The lantana bush,” reads a snippet from the press notes for the Australian psychological drama Lantana, “on its surface is a lovely plant, filled with exotic flowers. Beneath the beauty, however, hides a thick, thorny growth.” And thank you, Lions Gate Films publicity department, for erasing any confusion about the central metaphor.
Films that waste so little time turning their subtext into text tend to be crippled by such over-literalness, nudging viewers so relentlessly with thematic hints that they leave bruises. But Lantana recovers from its early heavy hand to provide a deft, sneaky touch. It’s the kind of richly textured character study that reminds you why character matters.
Adapted by Andrew Bovell from his own stage play Speaking in Tongues, Lantana follows a dozen intertwined lives in contemporary Sydney. Police detective Leon Zat (Anthony LaPaglia, a native Aussie) is having an affair with Jane (Rachael Blake), a woman in the salsa dancing class Leon is taking with his wife Sonja (Kerry Armstrong). Sonja, meanwhile, is in therapy with psychiatrist Valerie (Barbara Hershey), whose own marriage to John (Geoffrey Rush) flounders in the aftermath of their daughter’s murder two years earlier. Hovering around the fringes are Leon’s police partner Claudia (Leah Purcell), Jane’s estranged husband Pete (Glenn Robbins), her next door neighbors Nik (Vince Colosimo) and Paula (Daniela Farinacci), and a gay client of Valerie’s (Peter Phelps) who may have a unique connection to John.
It’s not easy for multi-character efforts like Lantana to do justice to their many story lines. Director Ray Lawrence, however, keeps the film moving so smoothly it’s almost impossible to believe he hasn’t made a feature in 15 years (since 1986’s Bliss). The personalities develop with impressive complexity, each sympathetic moment giving way to moments of selfishness and insecurity.

☆ ☆ ☆ ☆

#### [Work order A]
Write out the passage of the Lantana review starting at "Films that waste" and ending at "why character matters.", word for word.
#### [Work order B]
Continue the Lantana review from where it stops.

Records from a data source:
☆ ☆ ☆ ☆

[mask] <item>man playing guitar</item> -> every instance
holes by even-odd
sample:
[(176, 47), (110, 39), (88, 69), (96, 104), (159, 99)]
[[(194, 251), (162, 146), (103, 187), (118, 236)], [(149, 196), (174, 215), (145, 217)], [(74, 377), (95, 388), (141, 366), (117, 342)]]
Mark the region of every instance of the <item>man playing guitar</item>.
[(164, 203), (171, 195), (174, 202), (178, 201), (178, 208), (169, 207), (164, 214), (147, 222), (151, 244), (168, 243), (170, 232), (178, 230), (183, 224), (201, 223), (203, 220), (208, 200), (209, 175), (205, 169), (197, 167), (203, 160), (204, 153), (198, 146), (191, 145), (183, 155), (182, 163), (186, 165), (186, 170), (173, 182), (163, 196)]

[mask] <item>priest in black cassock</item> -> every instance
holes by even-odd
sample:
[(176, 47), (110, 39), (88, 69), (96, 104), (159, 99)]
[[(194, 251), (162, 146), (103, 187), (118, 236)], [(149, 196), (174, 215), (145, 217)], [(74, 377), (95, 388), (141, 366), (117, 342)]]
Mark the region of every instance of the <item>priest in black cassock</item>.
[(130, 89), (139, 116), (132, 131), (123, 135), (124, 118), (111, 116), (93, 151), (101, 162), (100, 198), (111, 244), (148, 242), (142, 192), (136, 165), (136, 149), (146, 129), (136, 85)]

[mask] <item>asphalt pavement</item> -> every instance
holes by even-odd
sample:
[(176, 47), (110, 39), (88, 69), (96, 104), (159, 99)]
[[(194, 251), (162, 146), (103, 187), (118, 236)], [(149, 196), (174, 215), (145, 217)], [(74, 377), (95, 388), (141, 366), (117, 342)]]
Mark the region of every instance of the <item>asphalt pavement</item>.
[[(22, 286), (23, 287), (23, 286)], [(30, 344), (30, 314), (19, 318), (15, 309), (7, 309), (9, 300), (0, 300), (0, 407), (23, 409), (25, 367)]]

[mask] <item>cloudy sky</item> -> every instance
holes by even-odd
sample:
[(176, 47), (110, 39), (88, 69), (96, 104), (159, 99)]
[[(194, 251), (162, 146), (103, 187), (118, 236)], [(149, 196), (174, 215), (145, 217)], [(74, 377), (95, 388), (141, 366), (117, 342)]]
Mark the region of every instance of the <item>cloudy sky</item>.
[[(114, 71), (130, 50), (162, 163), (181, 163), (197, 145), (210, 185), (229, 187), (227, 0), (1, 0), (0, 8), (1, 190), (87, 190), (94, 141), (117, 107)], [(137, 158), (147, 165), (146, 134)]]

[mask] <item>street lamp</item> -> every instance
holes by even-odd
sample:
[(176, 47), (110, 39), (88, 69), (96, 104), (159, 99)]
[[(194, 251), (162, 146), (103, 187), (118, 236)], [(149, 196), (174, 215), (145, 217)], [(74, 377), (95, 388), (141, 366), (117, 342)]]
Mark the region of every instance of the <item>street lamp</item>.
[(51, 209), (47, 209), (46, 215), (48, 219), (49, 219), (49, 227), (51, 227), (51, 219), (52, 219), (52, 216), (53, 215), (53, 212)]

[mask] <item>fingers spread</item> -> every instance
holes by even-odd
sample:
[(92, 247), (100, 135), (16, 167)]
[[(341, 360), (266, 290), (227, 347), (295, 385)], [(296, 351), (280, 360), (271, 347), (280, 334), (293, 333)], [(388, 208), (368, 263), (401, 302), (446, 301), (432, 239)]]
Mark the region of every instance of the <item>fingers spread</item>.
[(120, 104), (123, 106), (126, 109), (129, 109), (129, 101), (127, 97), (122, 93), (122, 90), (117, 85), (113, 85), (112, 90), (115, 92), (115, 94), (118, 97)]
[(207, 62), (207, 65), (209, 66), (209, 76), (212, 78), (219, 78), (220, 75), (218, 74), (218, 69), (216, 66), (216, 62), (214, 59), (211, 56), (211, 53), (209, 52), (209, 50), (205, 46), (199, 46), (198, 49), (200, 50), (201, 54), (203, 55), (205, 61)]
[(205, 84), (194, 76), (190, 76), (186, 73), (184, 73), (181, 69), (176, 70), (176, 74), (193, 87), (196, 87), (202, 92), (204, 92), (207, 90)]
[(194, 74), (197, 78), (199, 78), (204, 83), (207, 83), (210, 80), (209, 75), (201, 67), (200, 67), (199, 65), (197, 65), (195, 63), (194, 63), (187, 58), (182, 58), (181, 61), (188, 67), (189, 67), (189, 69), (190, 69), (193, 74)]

☆ ☆ ☆ ☆

#### [Response area A]
Films that waste so little time turning their subtext into text tend to be crippled by such over-literalness, nudging viewers so relentlessly with thematic hints that they leave bruises. But Lantana recovers from its early heavy hand to provide a deft, sneaky touch. It’s the kind of richly textured character study that reminds you why character matters.

#### [Response area B]
Give credit to the dynamic cast for the ways in which they bring those personalities to life, especially to Anthony LaPaglia. One of the least appreciated fine actors around—and already a winner of the Australian equivalent of the Academy Award for this film—LaPaglia gives the time-worn role of the emotionally closed-off cop a fresh look. He nails the intricacies of a man who loves his wife deeply while still feeling a void. More impressive still, he never turns Leon into a woe-is-me portrait of mid-life crisis. And he gets a great partner in Armstrong, who plays the tough but wounded Sonja with a lust for life that Leon seems incapable of recognizing. Blake, Rush and Phelps also do fine work, but not a single one of the cast members drops the ball.
Through those flawed, grasping characters, Bovell and Lawrence turn their film into a haunting study of the way communication can break down in marriages. As Leon takes his dissatisfactions to another woman and Sonja takes hers to a therapist, Lantana watches them dance around each other in a life that rarely admits time for a conversation. It also plays brilliantly with outside perceptions of what matters in a marriage. In a series of expertly played scenes, Jane makes assumptions about Nik and Paula’s life based on their financial struggles, oblivious to the fact that they may be the only people she knows who trust each other implicitly.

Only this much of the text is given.